TASK DATA:
------------------------------------------------------------

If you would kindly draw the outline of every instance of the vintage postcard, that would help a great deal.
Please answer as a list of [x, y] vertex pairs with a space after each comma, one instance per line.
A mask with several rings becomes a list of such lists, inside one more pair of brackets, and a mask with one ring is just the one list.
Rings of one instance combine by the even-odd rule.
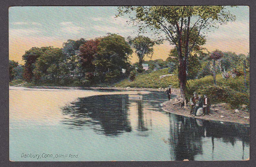
[[249, 159], [249, 6], [9, 12], [10, 161]]

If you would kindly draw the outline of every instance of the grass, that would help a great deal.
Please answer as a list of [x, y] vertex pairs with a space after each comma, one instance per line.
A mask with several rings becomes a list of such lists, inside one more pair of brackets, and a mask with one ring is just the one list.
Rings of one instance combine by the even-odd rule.
[[115, 85], [121, 87], [148, 88], [166, 88], [171, 85], [174, 87], [178, 88], [178, 82], [176, 75], [165, 77], [160, 78], [160, 76], [169, 74], [168, 68], [155, 71], [149, 73], [138, 75], [133, 81], [126, 79]]
[[[165, 88], [172, 85], [179, 88], [178, 80], [177, 75], [160, 78], [160, 76], [168, 74], [168, 69], [153, 71], [149, 73], [138, 75], [133, 81], [126, 79], [116, 84], [116, 86], [125, 87], [142, 87], [158, 88]], [[249, 74], [247, 78], [249, 78]], [[242, 104], [249, 106], [249, 91], [245, 89], [243, 76], [223, 79], [221, 74], [216, 76], [216, 85], [213, 84], [212, 76], [207, 76], [199, 79], [188, 81], [186, 95], [188, 99], [192, 96], [193, 92], [200, 92], [207, 94], [213, 104], [227, 103], [232, 107], [237, 107]], [[247, 81], [247, 85], [249, 81]]]

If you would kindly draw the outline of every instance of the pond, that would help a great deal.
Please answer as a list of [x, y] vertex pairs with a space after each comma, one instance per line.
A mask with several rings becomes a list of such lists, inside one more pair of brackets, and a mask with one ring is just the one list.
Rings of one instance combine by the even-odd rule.
[[[141, 99], [129, 98], [133, 91], [114, 94], [104, 90], [91, 96], [79, 94], [83, 97], [57, 106], [43, 100], [44, 107], [38, 108], [34, 106], [40, 102], [35, 101], [29, 101], [32, 107], [25, 107], [27, 98], [12, 102], [17, 100], [12, 95], [22, 96], [24, 91], [34, 99], [43, 95], [37, 91], [10, 90], [12, 160], [219, 161], [249, 157], [249, 125], [167, 113], [161, 106], [166, 95], [159, 92], [139, 92]], [[46, 94], [49, 94], [51, 98], [60, 98], [59, 102], [65, 99], [56, 91]]]

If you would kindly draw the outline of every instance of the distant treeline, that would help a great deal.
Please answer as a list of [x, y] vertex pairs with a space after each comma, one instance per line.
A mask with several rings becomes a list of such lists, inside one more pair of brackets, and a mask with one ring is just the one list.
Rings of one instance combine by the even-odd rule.
[[[147, 42], [150, 40], [147, 40]], [[120, 35], [109, 33], [90, 40], [68, 40], [61, 48], [33, 47], [22, 56], [24, 65], [9, 60], [9, 81], [22, 79], [35, 84], [88, 86], [108, 84], [127, 78], [130, 73], [136, 75], [138, 70], [135, 68], [141, 66], [142, 62], [149, 64], [147, 73], [168, 68], [169, 73], [178, 74], [179, 62], [176, 50], [171, 50], [166, 60], [146, 61], [143, 58], [138, 63], [132, 65], [129, 57], [134, 47], [132, 48], [130, 43]], [[241, 75], [243, 69], [249, 68], [249, 53], [245, 55], [222, 53], [223, 56], [215, 59], [214, 64], [209, 53], [199, 50], [191, 54], [187, 63], [188, 79], [212, 75], [215, 60], [215, 72], [222, 73], [223, 78], [228, 78], [235, 73]], [[140, 72], [143, 72], [140, 70]]]

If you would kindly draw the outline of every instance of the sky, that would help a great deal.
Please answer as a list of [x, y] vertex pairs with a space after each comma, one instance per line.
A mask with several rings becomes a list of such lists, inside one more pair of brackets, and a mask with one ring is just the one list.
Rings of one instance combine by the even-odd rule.
[[[249, 7], [227, 7], [235, 22], [220, 25], [209, 32], [203, 46], [247, 54], [249, 52]], [[61, 48], [69, 39], [86, 40], [108, 32], [126, 38], [138, 35], [138, 27], [128, 24], [125, 16], [115, 18], [117, 6], [13, 6], [9, 8], [9, 59], [24, 64], [22, 55], [32, 47]], [[168, 57], [173, 48], [167, 42], [154, 47], [152, 60]], [[147, 59], [149, 60], [149, 58]], [[133, 54], [131, 61], [137, 61]]]

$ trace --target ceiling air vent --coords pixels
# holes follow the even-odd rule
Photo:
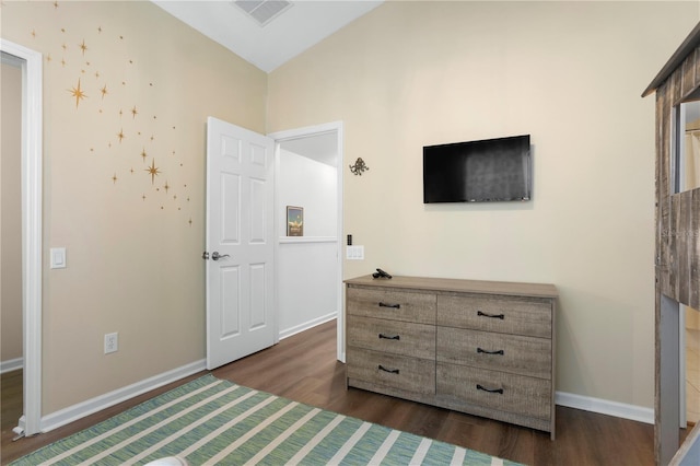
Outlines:
[[[260,26],[267,25],[292,7],[292,2],[285,0],[236,0],[233,4],[253,18]]]

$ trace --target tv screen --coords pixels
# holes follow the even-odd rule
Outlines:
[[[423,202],[529,200],[529,135],[423,147]]]

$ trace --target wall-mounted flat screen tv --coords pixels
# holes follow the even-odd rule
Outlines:
[[[524,201],[529,135],[423,147],[423,202]]]

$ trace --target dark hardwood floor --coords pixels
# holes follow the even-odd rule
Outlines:
[[[212,372],[241,385],[528,465],[654,464],[654,428],[650,424],[557,407],[557,440],[551,441],[545,432],[360,389],[346,389],[345,366],[336,361],[335,321]],[[12,442],[11,429],[21,407],[11,399],[22,394],[21,389],[18,392],[18,377],[13,377],[13,373],[2,375],[1,464],[205,373],[16,442]],[[21,386],[21,376],[19,380]],[[12,409],[16,412],[11,412]]]

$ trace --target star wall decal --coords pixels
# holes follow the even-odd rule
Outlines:
[[[81,98],[88,97],[88,95],[85,95],[83,90],[80,89],[80,78],[78,78],[78,85],[73,89],[70,89],[68,92],[70,92],[72,96],[75,97],[75,108],[78,108],[78,105],[80,104]]]
[[[145,168],[145,171],[151,175],[151,184],[154,184],[155,177],[161,174],[161,171],[155,166],[155,159],[153,159],[151,166]]]

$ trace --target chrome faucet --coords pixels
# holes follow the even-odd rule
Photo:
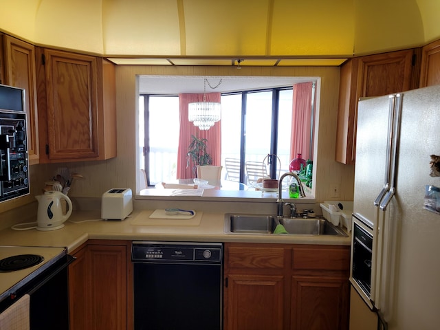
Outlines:
[[[301,183],[301,180],[300,179],[299,177],[295,173],[292,173],[292,172],[284,173],[280,177],[280,180],[278,184],[278,199],[276,199],[276,204],[278,204],[278,211],[276,215],[278,217],[284,216],[284,201],[283,200],[283,180],[286,177],[294,177],[294,178],[298,182],[298,186],[299,187],[300,190],[300,198],[305,197],[304,188],[302,187],[302,184]]]

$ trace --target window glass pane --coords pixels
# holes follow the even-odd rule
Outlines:
[[[221,96],[221,164],[225,158],[240,159],[241,94]]]
[[[263,162],[270,153],[272,92],[248,94],[245,133],[246,161]]]
[[[292,160],[290,159],[290,142],[292,140],[292,89],[280,91],[276,155],[281,162],[281,174],[289,172],[289,164]]]
[[[150,183],[176,179],[179,146],[179,98],[150,96],[149,103]]]
[[[145,141],[145,116],[144,96],[139,97],[139,167],[145,169],[145,156],[144,146]]]

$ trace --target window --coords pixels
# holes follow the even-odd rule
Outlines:
[[[272,177],[288,170],[290,162],[292,87],[246,91],[221,96],[221,162],[241,160],[241,181],[246,182],[245,162],[263,162],[268,154],[280,160],[268,165]],[[176,179],[179,139],[177,96],[141,95],[140,145],[144,145],[140,164],[144,164],[149,184]],[[140,125],[142,126],[142,125]],[[226,173],[226,171],[225,171]]]

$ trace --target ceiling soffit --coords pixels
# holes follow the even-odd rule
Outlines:
[[[438,0],[3,0],[0,30],[109,57],[278,62],[418,47],[440,36],[439,11]]]

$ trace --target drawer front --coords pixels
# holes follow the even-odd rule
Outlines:
[[[226,254],[226,262],[230,268],[284,268],[283,248],[234,246],[227,249]]]
[[[349,247],[295,248],[292,250],[292,268],[296,270],[349,270]]]

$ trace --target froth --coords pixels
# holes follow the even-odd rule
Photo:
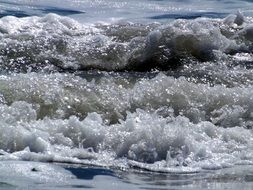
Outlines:
[[[4,17],[0,20],[1,67],[17,72],[174,69],[194,61],[215,62],[221,55],[251,53],[251,25],[240,12],[223,20],[149,25],[85,25],[54,14]]]
[[[4,160],[167,172],[253,161],[251,86],[30,73],[2,77],[0,87]]]

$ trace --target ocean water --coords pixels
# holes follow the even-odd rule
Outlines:
[[[252,7],[0,1],[0,189],[252,189]]]

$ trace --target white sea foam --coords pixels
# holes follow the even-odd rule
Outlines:
[[[194,61],[215,63],[235,53],[252,54],[252,21],[241,13],[224,20],[149,25],[88,25],[55,14],[8,16],[0,19],[0,31],[1,69],[17,72],[167,70]]]
[[[184,173],[253,162],[252,86],[121,80],[2,77],[0,158]]]

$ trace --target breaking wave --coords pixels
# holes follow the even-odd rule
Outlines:
[[[253,164],[253,21],[0,19],[0,160]],[[109,72],[108,72],[109,71]]]
[[[178,19],[169,24],[80,24],[68,17],[0,19],[1,69],[150,71],[226,57],[252,62],[251,18]],[[234,60],[233,60],[234,59]],[[240,62],[241,63],[241,62]]]

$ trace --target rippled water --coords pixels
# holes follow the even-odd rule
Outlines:
[[[0,6],[0,188],[251,188],[251,1]]]

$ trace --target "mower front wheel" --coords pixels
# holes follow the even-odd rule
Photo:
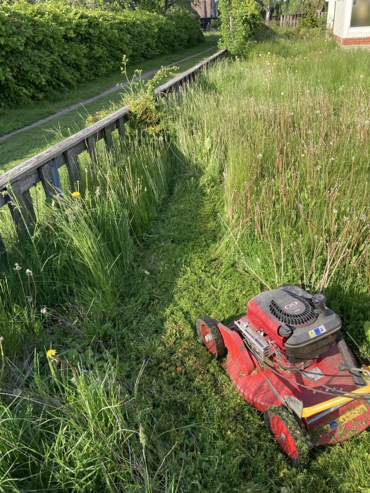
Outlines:
[[[206,347],[215,359],[225,356],[226,348],[223,337],[217,324],[210,317],[198,318],[197,332],[203,346]]]
[[[295,468],[304,465],[309,455],[307,437],[294,416],[283,406],[272,406],[265,411],[264,418],[291,465]]]

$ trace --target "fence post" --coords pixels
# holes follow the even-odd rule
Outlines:
[[[56,193],[63,196],[61,178],[56,159],[51,159],[38,169],[39,177],[47,199],[51,199]]]
[[[76,184],[80,180],[80,164],[78,156],[73,148],[69,149],[64,153],[64,161],[68,172],[69,182],[72,192],[75,189]]]

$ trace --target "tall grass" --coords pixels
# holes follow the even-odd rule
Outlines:
[[[223,174],[226,244],[266,287],[369,284],[369,59],[276,35],[182,101],[180,147]]]
[[[135,392],[117,378],[118,341],[128,269],[175,164],[162,137],[116,144],[98,151],[94,168],[82,156],[78,190],[48,204],[34,192],[42,210],[32,239],[19,243],[3,218],[1,491],[148,485]],[[48,362],[51,347],[58,356]]]

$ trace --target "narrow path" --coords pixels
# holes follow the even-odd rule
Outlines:
[[[207,51],[210,51],[211,49],[214,49],[214,46],[211,46],[210,48],[207,48],[205,50],[203,50],[202,51],[199,51],[199,53],[196,53],[194,55],[190,55],[189,56],[186,56],[185,58],[182,58],[181,60],[178,60],[177,61],[173,62],[172,63],[168,63],[168,65],[165,65],[166,67],[172,67],[175,65],[177,65],[178,63],[181,63],[182,62],[187,61],[187,60],[190,60],[191,58],[194,58],[196,56],[199,56],[199,55],[203,54],[204,53],[206,53]],[[147,72],[144,72],[141,75],[141,79],[147,79],[149,77],[152,77],[152,75],[154,75],[155,73],[159,70],[159,68],[155,68],[153,70],[148,70]],[[135,77],[133,79],[134,81],[138,80],[139,77]],[[11,137],[13,137],[13,135],[16,135],[17,134],[19,134],[22,132],[25,132],[25,130],[29,130],[30,128],[35,128],[35,127],[38,127],[40,125],[42,125],[43,123],[46,123],[47,122],[50,121],[51,120],[53,120],[54,118],[56,118],[58,116],[61,116],[62,115],[65,115],[67,113],[69,113],[70,111],[73,111],[73,110],[77,110],[78,109],[80,106],[85,106],[87,104],[90,104],[90,103],[94,102],[94,101],[97,101],[97,99],[99,99],[101,97],[104,97],[104,96],[108,96],[109,94],[111,94],[113,92],[116,92],[117,91],[119,91],[123,87],[125,87],[125,86],[127,86],[128,82],[124,82],[123,84],[120,84],[119,85],[115,85],[113,86],[112,87],[110,87],[109,89],[107,89],[105,91],[103,91],[103,92],[101,92],[99,94],[97,94],[97,96],[94,96],[92,98],[90,98],[89,99],[85,99],[85,101],[80,101],[78,103],[75,103],[74,104],[71,104],[70,106],[68,106],[67,108],[65,108],[64,109],[59,110],[58,111],[56,111],[56,113],[53,113],[52,115],[50,115],[49,116],[47,116],[45,118],[42,118],[41,120],[37,120],[37,122],[35,122],[34,123],[31,123],[30,125],[27,125],[25,127],[23,127],[22,128],[18,128],[17,130],[14,130],[13,132],[11,132],[9,134],[6,134],[6,135],[2,135],[0,137],[0,142],[3,142],[4,140],[6,140],[7,139],[9,139]]]

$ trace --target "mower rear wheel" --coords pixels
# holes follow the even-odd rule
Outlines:
[[[265,424],[278,442],[292,466],[302,466],[308,458],[307,437],[295,417],[283,406],[272,406],[265,411]]]
[[[226,354],[226,348],[217,324],[211,317],[203,317],[197,320],[197,332],[200,342],[209,351],[215,359],[219,359]]]

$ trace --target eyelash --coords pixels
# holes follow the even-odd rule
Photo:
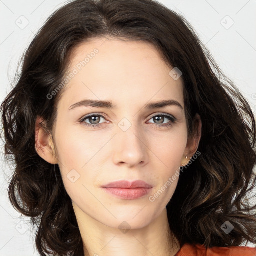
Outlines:
[[[88,116],[84,116],[83,118],[82,118],[80,120],[79,122],[80,123],[83,123],[83,124],[88,126],[88,127],[89,127],[90,128],[98,128],[98,127],[101,127],[102,125],[102,124],[87,124],[86,122],[84,122],[84,121],[88,119],[88,118],[90,118],[92,116],[100,116],[101,118],[103,118],[104,119],[106,119],[106,116],[105,116],[104,115],[104,114],[90,114],[90,115],[88,115]],[[156,116],[164,116],[165,118],[167,118],[169,119],[169,120],[170,121],[170,122],[168,123],[168,124],[152,124],[152,123],[150,123],[150,124],[152,124],[153,125],[154,125],[154,126],[156,126],[156,127],[158,128],[167,128],[167,127],[170,127],[171,126],[172,126],[174,124],[176,121],[177,120],[174,118],[174,116],[172,116],[170,115],[168,115],[168,114],[156,114],[156,116],[152,116],[150,119],[150,120],[151,119],[152,119],[152,118],[156,117]]]

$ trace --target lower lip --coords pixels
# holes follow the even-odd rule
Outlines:
[[[110,193],[118,198],[127,200],[134,200],[144,196],[148,194],[151,188],[104,188],[107,193]]]

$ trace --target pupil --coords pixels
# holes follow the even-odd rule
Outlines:
[[[161,117],[161,116],[156,116],[155,118],[156,120],[156,122],[159,122],[159,120],[160,120],[160,122],[159,122],[158,124],[162,124],[163,123],[163,120],[164,120],[164,118],[162,117]],[[162,120],[162,122],[161,122],[160,120]]]

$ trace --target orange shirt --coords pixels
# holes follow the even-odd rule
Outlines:
[[[212,247],[186,244],[175,256],[256,256],[256,248],[245,246]]]

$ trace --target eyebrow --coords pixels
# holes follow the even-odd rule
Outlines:
[[[154,103],[149,103],[144,107],[150,110],[164,108],[168,106],[176,106],[184,110],[182,106],[176,100],[162,100]],[[78,102],[71,106],[68,110],[74,110],[76,108],[80,106],[92,106],[94,108],[104,108],[113,109],[116,107],[116,105],[114,105],[112,102],[104,100],[84,100],[82,102]]]

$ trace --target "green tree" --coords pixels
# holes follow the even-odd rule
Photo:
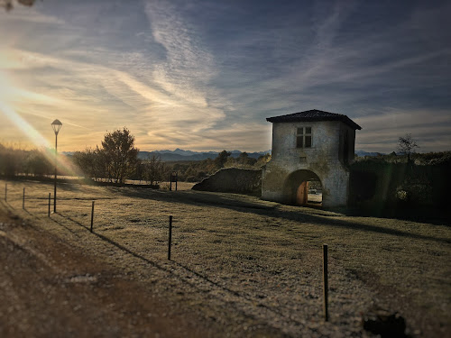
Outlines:
[[[96,149],[87,148],[83,151],[75,152],[73,161],[83,171],[85,177],[94,178],[95,180],[97,180],[107,176],[103,154],[98,147]]]
[[[110,182],[122,183],[134,172],[138,152],[139,149],[134,147],[134,136],[127,128],[105,134],[100,155]]]
[[[415,152],[415,148],[419,148],[410,133],[406,133],[404,137],[400,137],[398,150],[407,154],[407,162],[410,162],[410,154]]]

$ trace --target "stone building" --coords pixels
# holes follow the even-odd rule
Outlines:
[[[272,152],[262,198],[304,205],[307,182],[319,181],[323,206],[345,206],[355,130],[362,128],[346,115],[316,109],[266,120],[272,123]]]

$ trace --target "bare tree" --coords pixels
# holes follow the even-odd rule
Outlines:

------------------------------------------------------------

TASK TO COMPLETE: Return the rows from the very start through the line holding "85], [249, 81]]]", inclusive, copying each line without any change. Leave the pictures out.

TASK OUTPUT:
If you would kindly draw the outline of every instance of the vintage postcard, that would help a great deal.
Please answer as a list of [x, y] vertex pairs with a space after each comma, one instance per line.
A mask with several rings becomes a list of such lists, inside one more pair of brackets, and a mask with one ring is just the one list.
Rings of one instance combine by the even-odd rule.
[[249, 159], [249, 6], [9, 12], [10, 161]]

If you would kindly draw the outline of every instance of the grass, that would help a great deal.
Please answer as a list of [x, y] vertex pairs with a space after each comma, one instance per line.
A mask with several rings becomes a list of such lists, inside one more pair of brackets, and a mask with one ring is just the one list.
Rings of one instance combine by the even-odd rule.
[[115, 85], [121, 87], [148, 88], [166, 88], [171, 85], [174, 87], [178, 88], [178, 82], [176, 75], [165, 77], [160, 78], [160, 76], [169, 74], [168, 68], [155, 71], [149, 73], [138, 75], [133, 81], [126, 79]]
[[[165, 88], [172, 85], [179, 88], [178, 80], [177, 75], [160, 78], [160, 76], [168, 74], [168, 69], [153, 71], [149, 73], [138, 75], [133, 81], [126, 79], [116, 84], [116, 86], [125, 87], [142, 87], [158, 88]], [[249, 74], [247, 78], [249, 78]], [[242, 104], [249, 106], [249, 91], [245, 89], [243, 76], [223, 79], [221, 74], [216, 76], [216, 85], [213, 84], [212, 76], [207, 76], [199, 79], [188, 81], [186, 95], [188, 99], [192, 96], [193, 92], [200, 92], [207, 94], [213, 104], [227, 103], [232, 107], [237, 107]], [[247, 81], [247, 85], [249, 81]]]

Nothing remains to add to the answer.